===== Selected excerpt
Re: Context of the main element

Good point.

On 31 January 2013 16:24, Jeremy Keith <jeremy@adactio.com> wrote:

> Hi all,
>
> I have a question about the context of the newly-landed main element (so
> probably a question for Steve then).
>
>
> http://www.w3.org/html/wg/drafts/html/master/grouping-content.html#the-main-element
>
> I'm curious as to why its use is specifically restricted to the body
> element rather than any kind of sectioning content.
>
> ""Authors must not include more than one main element in a document."
>
> I get the rationale behind the main element: it plugs a gap in the overlap
> between native semantics and ARIA roles (namely role="main"). But if you
> look at the other elements that map to ARIA roles (header, footer, nav),
> those elements can be used multiple times in a single document by being
> scoped to their sectioning content ancestor.
>
> Let's say, for example, that I have a document like this, containing two
> header elements:
>
> <body>
>  <header>Page header</header>
>  Page main content starts here
>  <section>
>   <header>Section header</header>
>   Section main content
>  </section>
>  Page main content finishes here
> </body>
>
> ...only the first header element (the one that's scoped to the body
> element) will correspond to role="banner", right?
>
> Similarly, in this example, only the final footer element will correspond
> to role="contentinfo":
>
> <body>
>  <header>Page header</header>
>  Page main content starts here
>  <section>
>   <header>Section header</header>
>   Section main content
>   <footer>Section footer</footer>
>  </section>
>  Page main content finishes here
>  <footer>Page footer</footer>
> </body>
>
> So what I don't understand is why we can't have the main element work the
> same way i.e. scope it to its sectioning content ancestor so that only the
> main element that is scoped to the body element will correspond to
> role="main":
>
> <body>
>  <header>Page header</header>
>  <main>
>   Page main content starts here
>   <section>
>    <header>Section header</header>
>    <main>Section main content</main>
>    <footer>Section footer</footer>
>   </section>
>   Page main content finishes here
>  </main>
>  <footer>Page footer</footer>
> </body>
>
> Here are the corresponding ARIA roles:
>
> <body>
>  <header>Page header</header> <!-- role="banner" -->
>  <main>Page main content</main> <!-- role="main" -->
>  <footer>Page footer</footer> <!-- role="contentinfo" -->
> </body>
>
> Why not allow the main element to exist within sectioning content
> (section, article, nav, aside) the same as header and footer?
==========
> **Objective A**:
According to the email about the main element, which other elements besides main map to ARIA roles?
===== Data in this exercise
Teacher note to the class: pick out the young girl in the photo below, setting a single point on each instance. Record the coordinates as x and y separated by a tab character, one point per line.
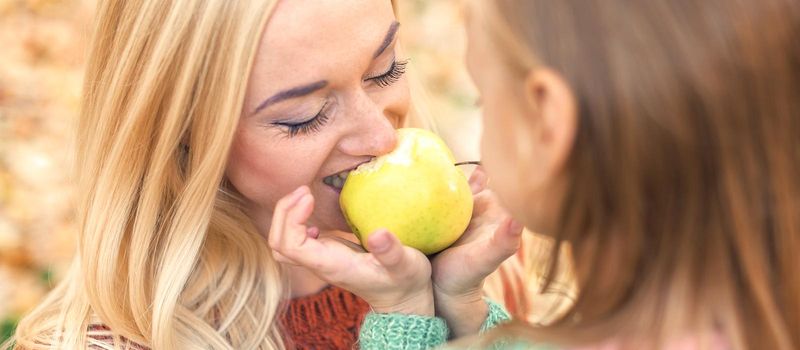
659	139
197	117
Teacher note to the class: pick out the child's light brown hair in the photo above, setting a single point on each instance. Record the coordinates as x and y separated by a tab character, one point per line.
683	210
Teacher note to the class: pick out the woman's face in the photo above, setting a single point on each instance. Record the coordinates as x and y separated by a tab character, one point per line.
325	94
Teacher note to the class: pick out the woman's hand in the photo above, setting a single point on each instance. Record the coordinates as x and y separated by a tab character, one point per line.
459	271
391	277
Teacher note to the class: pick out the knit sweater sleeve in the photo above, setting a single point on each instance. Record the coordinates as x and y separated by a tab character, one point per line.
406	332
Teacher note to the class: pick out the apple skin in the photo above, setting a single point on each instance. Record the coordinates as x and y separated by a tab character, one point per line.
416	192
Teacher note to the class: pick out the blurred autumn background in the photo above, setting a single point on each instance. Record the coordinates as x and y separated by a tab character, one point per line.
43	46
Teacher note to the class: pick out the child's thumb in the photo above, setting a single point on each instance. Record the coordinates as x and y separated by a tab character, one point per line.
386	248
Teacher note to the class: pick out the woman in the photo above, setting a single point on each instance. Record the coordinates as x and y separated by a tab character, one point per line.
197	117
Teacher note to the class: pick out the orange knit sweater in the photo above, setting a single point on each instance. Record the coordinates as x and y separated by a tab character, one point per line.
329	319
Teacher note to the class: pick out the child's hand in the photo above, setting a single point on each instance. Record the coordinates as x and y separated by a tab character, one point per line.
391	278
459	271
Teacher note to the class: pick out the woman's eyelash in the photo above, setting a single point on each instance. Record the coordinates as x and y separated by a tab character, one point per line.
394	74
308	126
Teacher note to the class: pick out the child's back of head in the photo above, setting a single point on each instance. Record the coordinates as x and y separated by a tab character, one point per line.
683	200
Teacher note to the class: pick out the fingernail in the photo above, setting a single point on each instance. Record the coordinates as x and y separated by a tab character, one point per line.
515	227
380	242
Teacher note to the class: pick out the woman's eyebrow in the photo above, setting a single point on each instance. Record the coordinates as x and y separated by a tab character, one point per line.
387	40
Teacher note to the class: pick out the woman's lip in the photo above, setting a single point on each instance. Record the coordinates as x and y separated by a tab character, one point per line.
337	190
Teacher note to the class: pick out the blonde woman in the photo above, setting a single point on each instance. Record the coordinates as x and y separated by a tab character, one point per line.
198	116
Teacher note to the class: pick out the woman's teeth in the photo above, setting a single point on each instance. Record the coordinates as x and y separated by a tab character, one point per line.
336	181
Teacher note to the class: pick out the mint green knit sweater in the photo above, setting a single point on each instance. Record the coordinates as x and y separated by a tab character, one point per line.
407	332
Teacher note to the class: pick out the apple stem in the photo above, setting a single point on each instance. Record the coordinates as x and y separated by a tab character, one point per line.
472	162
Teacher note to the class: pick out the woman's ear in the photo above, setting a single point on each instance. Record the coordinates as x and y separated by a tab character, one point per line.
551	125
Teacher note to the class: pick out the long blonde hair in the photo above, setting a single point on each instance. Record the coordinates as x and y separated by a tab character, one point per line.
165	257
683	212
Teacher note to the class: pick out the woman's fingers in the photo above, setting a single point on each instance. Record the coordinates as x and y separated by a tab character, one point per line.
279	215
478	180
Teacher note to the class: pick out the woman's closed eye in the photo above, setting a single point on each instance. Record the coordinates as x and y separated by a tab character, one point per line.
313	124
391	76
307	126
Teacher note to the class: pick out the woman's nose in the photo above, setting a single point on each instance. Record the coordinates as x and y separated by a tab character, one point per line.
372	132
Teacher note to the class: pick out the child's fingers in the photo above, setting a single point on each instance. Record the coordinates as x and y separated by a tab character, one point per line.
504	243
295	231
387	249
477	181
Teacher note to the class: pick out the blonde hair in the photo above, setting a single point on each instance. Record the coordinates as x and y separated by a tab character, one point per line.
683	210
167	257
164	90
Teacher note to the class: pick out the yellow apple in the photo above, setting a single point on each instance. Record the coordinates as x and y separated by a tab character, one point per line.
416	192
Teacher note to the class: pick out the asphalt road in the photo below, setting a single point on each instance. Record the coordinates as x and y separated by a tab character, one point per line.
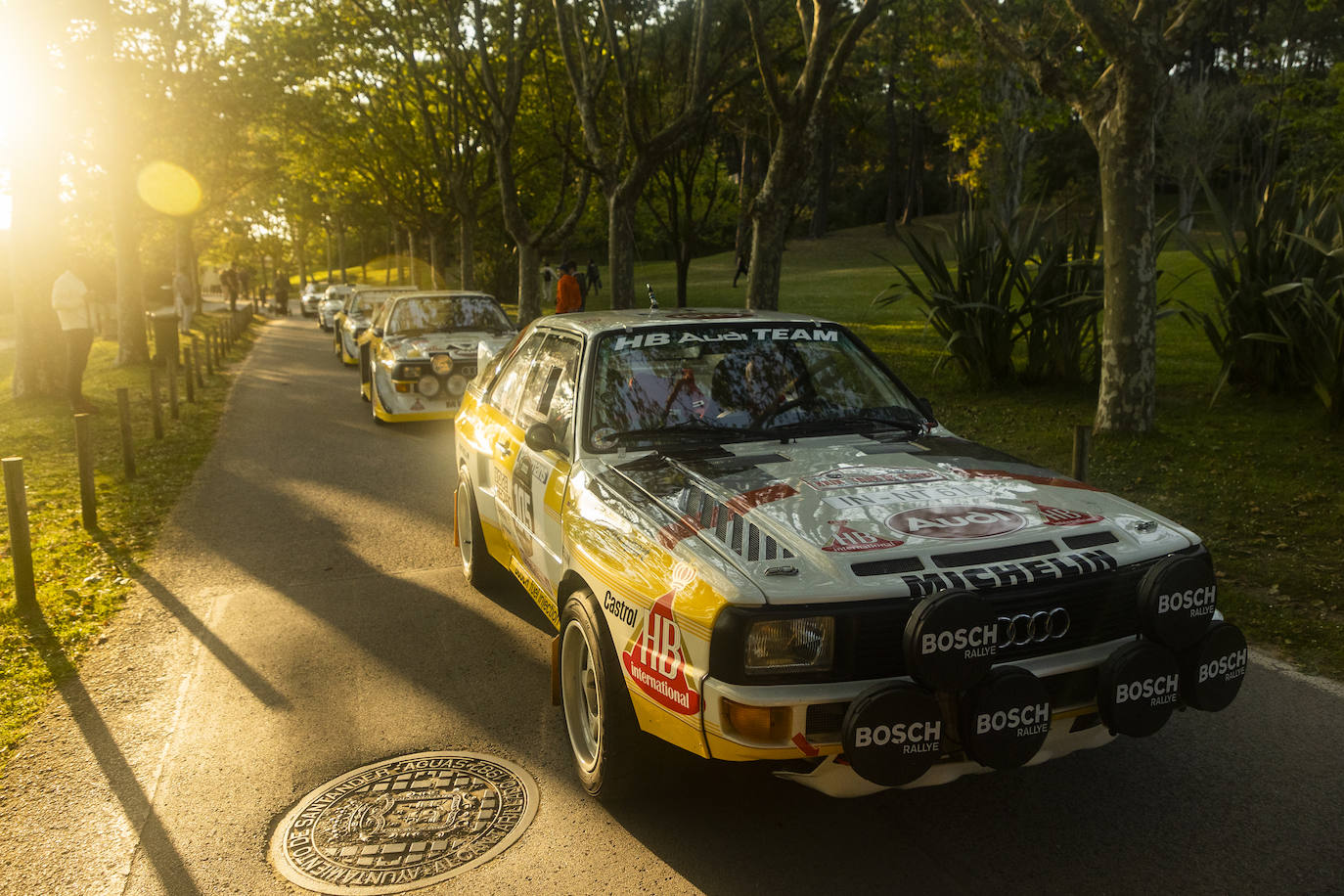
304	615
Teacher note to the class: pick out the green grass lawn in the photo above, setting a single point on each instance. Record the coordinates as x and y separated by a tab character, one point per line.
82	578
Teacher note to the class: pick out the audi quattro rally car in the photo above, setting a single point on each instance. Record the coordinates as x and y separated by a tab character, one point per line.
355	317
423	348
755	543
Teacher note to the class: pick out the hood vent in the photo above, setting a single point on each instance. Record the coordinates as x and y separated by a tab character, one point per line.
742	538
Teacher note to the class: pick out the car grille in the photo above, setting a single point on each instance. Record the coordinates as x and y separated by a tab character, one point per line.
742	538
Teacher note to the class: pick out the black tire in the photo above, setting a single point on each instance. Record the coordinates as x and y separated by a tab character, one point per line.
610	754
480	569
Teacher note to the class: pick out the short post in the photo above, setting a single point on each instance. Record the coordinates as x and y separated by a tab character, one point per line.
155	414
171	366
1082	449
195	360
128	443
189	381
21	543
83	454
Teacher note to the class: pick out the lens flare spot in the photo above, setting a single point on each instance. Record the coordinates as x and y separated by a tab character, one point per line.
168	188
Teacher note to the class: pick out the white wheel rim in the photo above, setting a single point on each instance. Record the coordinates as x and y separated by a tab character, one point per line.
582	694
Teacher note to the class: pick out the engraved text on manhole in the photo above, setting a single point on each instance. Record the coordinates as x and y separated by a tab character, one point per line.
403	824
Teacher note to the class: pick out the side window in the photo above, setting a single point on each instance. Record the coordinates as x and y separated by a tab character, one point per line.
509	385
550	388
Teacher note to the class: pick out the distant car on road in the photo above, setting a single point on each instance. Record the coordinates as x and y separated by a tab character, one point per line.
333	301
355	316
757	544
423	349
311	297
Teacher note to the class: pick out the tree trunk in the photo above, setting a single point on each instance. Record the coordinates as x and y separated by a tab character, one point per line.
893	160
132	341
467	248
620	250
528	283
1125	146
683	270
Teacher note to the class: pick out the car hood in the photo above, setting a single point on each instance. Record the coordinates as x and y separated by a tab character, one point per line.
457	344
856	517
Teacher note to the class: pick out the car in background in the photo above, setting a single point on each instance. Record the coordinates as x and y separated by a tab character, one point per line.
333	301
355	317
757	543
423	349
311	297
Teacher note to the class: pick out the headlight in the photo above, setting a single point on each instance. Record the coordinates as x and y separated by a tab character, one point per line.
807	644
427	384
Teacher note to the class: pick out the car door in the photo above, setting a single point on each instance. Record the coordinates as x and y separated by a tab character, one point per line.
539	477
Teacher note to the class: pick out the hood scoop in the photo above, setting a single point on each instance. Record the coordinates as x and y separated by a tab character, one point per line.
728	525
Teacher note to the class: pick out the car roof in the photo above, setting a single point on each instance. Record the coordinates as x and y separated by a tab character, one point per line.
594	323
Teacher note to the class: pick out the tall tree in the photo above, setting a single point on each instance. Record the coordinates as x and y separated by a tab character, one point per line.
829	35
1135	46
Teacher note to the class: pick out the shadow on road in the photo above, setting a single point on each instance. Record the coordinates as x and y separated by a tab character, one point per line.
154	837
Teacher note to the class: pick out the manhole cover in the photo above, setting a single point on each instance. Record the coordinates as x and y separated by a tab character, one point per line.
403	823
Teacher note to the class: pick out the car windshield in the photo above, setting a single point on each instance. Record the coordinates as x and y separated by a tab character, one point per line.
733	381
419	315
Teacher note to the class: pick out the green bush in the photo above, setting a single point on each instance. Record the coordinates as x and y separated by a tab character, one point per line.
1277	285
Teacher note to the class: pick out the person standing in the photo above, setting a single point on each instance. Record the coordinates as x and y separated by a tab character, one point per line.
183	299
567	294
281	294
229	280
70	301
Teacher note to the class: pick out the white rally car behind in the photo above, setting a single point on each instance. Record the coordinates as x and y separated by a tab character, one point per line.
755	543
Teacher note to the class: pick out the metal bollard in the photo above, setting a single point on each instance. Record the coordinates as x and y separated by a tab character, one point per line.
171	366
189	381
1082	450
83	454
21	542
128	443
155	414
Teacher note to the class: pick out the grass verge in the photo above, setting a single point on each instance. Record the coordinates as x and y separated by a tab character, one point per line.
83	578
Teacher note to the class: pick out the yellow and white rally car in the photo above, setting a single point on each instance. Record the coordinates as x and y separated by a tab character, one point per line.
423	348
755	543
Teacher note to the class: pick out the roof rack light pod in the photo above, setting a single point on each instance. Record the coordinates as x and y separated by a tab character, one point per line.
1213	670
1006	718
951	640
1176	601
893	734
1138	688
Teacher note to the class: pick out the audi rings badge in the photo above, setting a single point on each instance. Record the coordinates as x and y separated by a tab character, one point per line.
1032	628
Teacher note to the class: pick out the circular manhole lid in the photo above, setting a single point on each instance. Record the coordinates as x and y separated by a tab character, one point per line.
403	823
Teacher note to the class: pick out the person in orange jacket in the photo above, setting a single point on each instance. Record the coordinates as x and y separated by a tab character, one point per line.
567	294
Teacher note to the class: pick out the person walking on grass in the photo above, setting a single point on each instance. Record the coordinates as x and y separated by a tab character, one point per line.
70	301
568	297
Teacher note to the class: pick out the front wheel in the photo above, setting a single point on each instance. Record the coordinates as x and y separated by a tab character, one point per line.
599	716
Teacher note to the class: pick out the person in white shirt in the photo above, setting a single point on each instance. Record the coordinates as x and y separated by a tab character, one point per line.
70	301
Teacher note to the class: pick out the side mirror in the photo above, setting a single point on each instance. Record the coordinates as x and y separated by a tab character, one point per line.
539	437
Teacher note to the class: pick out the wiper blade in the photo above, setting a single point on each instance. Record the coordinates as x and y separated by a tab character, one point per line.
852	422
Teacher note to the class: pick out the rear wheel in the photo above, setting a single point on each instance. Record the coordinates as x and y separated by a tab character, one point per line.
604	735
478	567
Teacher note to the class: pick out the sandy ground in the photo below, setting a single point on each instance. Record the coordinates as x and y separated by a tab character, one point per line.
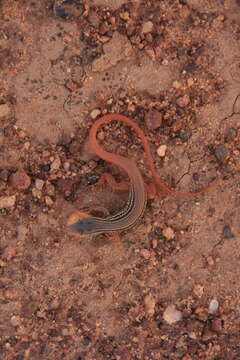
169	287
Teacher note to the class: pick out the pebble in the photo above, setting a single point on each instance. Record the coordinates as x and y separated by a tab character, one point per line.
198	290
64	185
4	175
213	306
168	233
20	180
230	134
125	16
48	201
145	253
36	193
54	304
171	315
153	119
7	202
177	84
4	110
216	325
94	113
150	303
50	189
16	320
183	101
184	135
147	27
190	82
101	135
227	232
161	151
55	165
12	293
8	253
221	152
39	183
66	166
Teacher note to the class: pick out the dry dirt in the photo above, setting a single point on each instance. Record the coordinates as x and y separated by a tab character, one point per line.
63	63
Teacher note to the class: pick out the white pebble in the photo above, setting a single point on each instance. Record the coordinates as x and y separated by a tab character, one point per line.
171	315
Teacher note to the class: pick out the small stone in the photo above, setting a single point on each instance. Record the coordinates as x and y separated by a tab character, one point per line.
==========
> **Objective B**:
Report each line of the records that contains the word "tree".

> **Reply A**:
Header, footer, and nav.

> **Reply B**:
Teacher note to the class: pick out the tree trunk in the photo above, setting a single point on each instance. Record the coordinates as x and y separated by a tab character, one point per line.
Teacher note to the class: pick out the tall tree in the photo above, setting a single point on each instance. Record the coordinates as x and y separated by a tab character, one point per line.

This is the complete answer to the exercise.